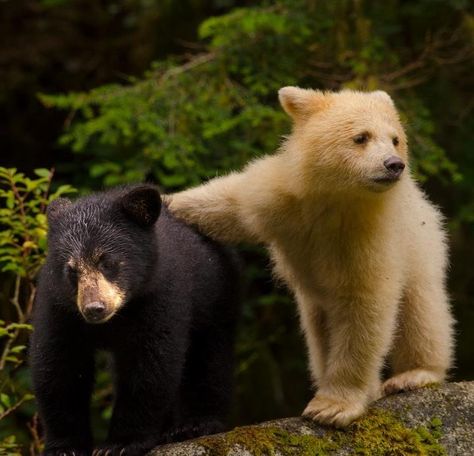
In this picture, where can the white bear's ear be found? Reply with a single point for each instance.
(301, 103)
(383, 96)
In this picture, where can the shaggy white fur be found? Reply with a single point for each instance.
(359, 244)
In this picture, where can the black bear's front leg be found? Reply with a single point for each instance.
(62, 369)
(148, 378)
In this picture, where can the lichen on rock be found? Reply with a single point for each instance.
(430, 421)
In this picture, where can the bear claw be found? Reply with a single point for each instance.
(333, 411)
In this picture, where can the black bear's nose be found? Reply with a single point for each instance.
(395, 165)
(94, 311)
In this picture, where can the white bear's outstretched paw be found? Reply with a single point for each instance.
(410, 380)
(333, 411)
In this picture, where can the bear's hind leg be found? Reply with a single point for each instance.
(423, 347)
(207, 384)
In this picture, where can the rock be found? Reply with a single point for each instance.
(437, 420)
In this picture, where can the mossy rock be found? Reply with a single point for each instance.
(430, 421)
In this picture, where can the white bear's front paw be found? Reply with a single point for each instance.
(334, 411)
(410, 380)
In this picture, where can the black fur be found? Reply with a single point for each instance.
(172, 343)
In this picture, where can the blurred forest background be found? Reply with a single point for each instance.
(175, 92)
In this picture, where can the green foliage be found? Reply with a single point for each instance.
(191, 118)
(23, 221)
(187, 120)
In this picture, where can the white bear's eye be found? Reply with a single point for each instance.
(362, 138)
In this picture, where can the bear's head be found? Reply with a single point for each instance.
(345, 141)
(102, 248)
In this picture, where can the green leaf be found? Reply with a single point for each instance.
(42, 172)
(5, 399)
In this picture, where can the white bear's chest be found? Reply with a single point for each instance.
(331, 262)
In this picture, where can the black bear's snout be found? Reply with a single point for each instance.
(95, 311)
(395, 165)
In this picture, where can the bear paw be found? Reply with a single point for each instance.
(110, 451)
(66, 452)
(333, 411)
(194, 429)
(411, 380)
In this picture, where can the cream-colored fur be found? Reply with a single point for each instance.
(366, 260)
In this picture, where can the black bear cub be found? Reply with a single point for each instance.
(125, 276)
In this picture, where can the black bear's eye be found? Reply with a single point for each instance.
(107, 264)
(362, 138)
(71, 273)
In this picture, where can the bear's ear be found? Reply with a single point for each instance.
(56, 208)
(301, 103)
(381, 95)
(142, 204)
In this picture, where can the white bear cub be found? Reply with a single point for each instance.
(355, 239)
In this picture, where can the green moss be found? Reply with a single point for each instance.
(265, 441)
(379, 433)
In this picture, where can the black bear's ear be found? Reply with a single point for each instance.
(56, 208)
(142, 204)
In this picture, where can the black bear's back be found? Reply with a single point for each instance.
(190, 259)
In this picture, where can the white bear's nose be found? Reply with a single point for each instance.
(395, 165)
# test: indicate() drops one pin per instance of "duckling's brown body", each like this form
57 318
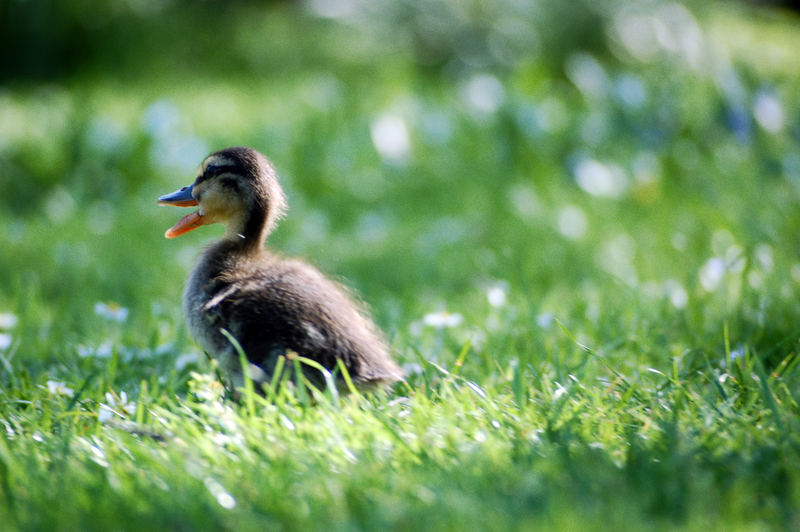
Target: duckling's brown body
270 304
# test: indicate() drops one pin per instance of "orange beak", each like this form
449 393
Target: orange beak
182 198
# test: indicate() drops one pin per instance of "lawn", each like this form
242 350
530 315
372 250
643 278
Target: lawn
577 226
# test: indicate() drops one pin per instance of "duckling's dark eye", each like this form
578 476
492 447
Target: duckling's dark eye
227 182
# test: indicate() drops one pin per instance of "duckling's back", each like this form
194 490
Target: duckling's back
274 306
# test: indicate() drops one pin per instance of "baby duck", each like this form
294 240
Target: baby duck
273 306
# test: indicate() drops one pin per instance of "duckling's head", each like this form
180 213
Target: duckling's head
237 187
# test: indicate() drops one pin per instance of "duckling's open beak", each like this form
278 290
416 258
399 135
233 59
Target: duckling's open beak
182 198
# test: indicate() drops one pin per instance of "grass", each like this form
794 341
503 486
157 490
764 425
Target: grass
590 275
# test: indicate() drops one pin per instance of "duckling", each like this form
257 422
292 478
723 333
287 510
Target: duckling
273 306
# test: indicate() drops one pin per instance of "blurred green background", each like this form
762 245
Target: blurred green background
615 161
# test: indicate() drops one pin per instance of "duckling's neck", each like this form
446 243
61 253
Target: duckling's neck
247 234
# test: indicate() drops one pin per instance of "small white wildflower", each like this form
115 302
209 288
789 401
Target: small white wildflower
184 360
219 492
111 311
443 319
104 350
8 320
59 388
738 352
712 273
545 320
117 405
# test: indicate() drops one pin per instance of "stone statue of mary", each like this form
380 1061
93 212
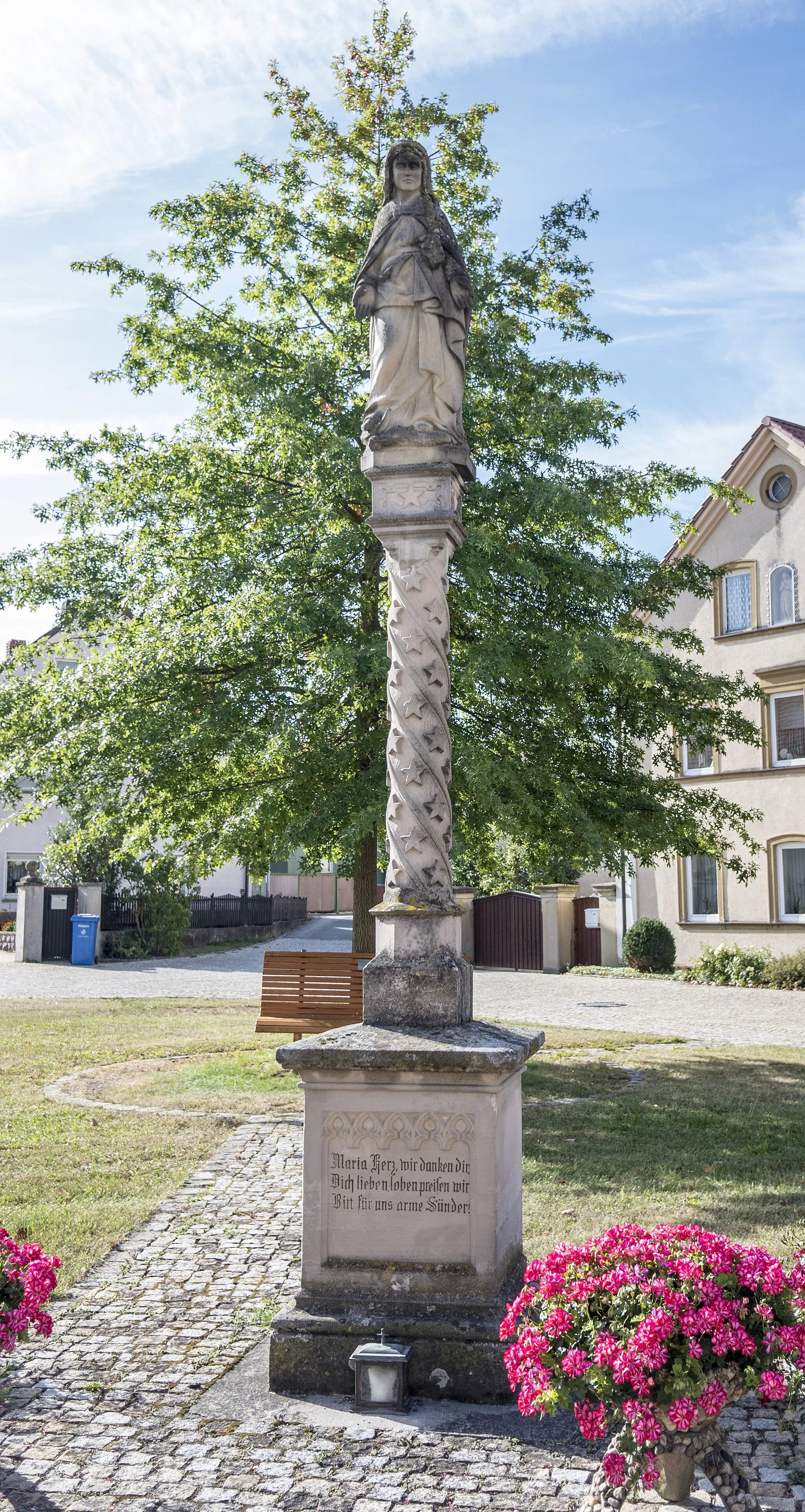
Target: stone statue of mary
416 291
★ ★ ★ ★
**TO DO:**
Please output the material as written, apart from the images.

**RESULT OF THE EXERCISE:**
In this picture, where can the white bear's ear be found? Reply with a single point for each instance.
(301, 103)
(383, 96)
In this picture, where can the shaggy white fur be found? Reply with a single point for each instance.
(359, 244)
In this picture, where can the black bear's front leg be found? Reply with a single point for each instance.
(62, 369)
(148, 378)
In this picture, where can the lichen on rock be found? Reply with a single point for each instance.
(430, 421)
In this picture, where can the bear claw be found? Reply with a single point for each instance.
(333, 411)
In this picture, where can the black bear's nose be found? Reply with a single point for each instance.
(395, 165)
(94, 311)
In this picture, where can the white bear's outstretched paw be found? Reply with a single point for each instance.
(410, 380)
(333, 411)
In this picture, where can the bear's hind leg be found? Reply with a single point for each instance.
(423, 347)
(207, 384)
In this picture, where can the rock be found? Reply with a single point for each instance.
(437, 420)
In this picture, where can the mossy rock be found? Reply with a single point for each instance.
(430, 421)
In this picture, where can the white bear's front paw be found? Reply with a single point for each instance.
(334, 411)
(410, 380)
In this picture, where can the black fur be found? Reply with a single point for each instance.
(172, 343)
In this picture, where can the blurred forest background be found? Reply with a single point for each instance.
(175, 92)
In this picture, where can the green foliage be found? Reply with a single point for each instance.
(191, 118)
(23, 221)
(187, 120)
In this picture, where can the white bear's eye be found? Reply with a single point for each instance.
(362, 138)
In this picture, where can the bear's head be found? Reply with a single point for each instance.
(345, 141)
(102, 248)
In this picture, where can the green leaf be found? Reply with a single point for each instance.
(42, 172)
(5, 399)
In this picture, where can the white bear's chest be found? Reply with a single point for each instance.
(331, 262)
In this picture, where can the black bear's snout be found? Reply with a single point for each instance.
(95, 311)
(395, 165)
In this picture, where can the bear paw be found? Reply with a single point for each instance.
(110, 451)
(66, 452)
(333, 411)
(194, 429)
(411, 380)
In this picture, where can the cream-colored fur be found? Reply with a single point for each instance.
(366, 260)
In this picture, where can the black bear cub be found? Reply with a single point for each instance.
(125, 276)
In this picture, where can the black bear's eye be found? Reply with a single point for each instance.
(107, 264)
(362, 138)
(71, 273)
In this picture, where can the bear's ear be found? Reply with a single point for each instance.
(56, 208)
(301, 103)
(381, 95)
(142, 204)
In this picture, where can the white bear cub be found? Reply with a single point for each instance.
(355, 239)
In this picture, where can the green moss be found? Reply with a single point for each instance.
(265, 441)
(379, 433)
In this picture, where can the black bear's ear be found? Reply with a single point for each instance.
(56, 208)
(142, 204)
In this picture, where can the black bear's back be found? Reply with a single point for each instance.
(190, 259)
In this picture, where can the white bear's nose be found? Reply with a single point for each instance.
(395, 165)
# test: indicate() drops one pin per instance of "duckling's brown body", each like this form
57 318
Target: duckling's brown body
270 304
# test: indicate() drops one pin per instance of "orange beak", each like this form
449 393
Target: orange beak
182 198
# test: indicate() drops one pin per instance of "lawn", each like this form
242 350
530 315
372 250
643 278
Target: lawn
577 226
# test: indicate() drops one pin per instance of "duckling's dark eye", each like this form
578 476
492 447
Target: duckling's dark eye
227 182
# test: indicate() drops one pin per instance of "duckling's back", each like this form
194 490
Target: duckling's back
274 306
# test: indicate() drops one pin per instance of "baby duck", each like this form
294 240
Target: baby duck
273 306
# test: indicate() drops one pin per instance of "duckling's head", each like this form
180 213
Target: duckling's head
237 187
# test: indicate() drops one pin per instance of "duckling's open beak", each like this form
278 290
416 258
399 135
233 59
Target: duckling's open beak
182 198
# test: indicate() drops one pin per instance of "grass", each like this form
794 341
503 486
157 490
764 425
Target: grass
590 275
# test: indicate() drops one pin per instance of "duckling", each like this form
257 422
292 478
723 333
287 510
Target: duckling
273 306
# test: indicate() drops one pin per instance of "blurred green background", each like this form
762 245
Target: blurred green background
615 161
# test: indicate() drops one pin per instance of "duckling's neck", each like this form
446 243
61 253
Target: duckling's neck
247 234
# test: indicate() drops one pin per instance of "small white wildflower", each like this form
115 302
209 288
789 401
Target: small white wildflower
184 360
219 492
111 311
443 319
104 350
8 320
59 388
738 352
712 273
545 320
117 405
# test: indicate() drops one pin per instance of "stone statue of mary", each like this form
380 1061
93 212
Target: stone statue of mary
416 291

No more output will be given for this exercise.